▸ **Exercise requirements**:
From the records below, give the number of lines that include the word "elderly". Add no other words.

─── Information provided

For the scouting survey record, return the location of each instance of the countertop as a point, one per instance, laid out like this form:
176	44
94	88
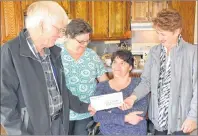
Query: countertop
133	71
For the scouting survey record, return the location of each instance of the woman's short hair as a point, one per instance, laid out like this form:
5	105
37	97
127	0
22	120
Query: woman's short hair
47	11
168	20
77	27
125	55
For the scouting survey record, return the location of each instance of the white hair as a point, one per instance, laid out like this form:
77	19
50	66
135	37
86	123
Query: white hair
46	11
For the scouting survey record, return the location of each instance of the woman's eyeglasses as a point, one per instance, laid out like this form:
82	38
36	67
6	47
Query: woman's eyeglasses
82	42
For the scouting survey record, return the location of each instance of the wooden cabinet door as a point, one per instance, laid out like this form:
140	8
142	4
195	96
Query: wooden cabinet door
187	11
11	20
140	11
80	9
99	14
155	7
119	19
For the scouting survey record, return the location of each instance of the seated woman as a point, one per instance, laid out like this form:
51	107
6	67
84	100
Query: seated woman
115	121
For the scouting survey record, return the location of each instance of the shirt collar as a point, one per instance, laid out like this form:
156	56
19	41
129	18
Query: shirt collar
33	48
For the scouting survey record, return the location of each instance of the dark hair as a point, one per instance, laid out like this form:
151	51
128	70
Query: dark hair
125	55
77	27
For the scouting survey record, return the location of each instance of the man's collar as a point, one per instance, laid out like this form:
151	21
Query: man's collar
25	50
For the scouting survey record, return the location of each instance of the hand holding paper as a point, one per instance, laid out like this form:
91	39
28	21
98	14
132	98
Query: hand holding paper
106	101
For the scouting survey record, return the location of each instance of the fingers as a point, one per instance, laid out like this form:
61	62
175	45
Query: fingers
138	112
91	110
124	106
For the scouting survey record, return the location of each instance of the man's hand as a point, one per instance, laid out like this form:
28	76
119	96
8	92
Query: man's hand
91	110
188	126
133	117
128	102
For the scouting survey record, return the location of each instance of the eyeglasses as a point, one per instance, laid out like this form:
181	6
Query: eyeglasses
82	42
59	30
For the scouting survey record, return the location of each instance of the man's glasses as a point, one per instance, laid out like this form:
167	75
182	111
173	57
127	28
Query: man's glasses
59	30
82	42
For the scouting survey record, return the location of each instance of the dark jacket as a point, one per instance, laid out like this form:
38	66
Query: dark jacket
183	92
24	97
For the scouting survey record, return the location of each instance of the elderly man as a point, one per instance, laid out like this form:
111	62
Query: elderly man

──────

▸ **The answer**:
2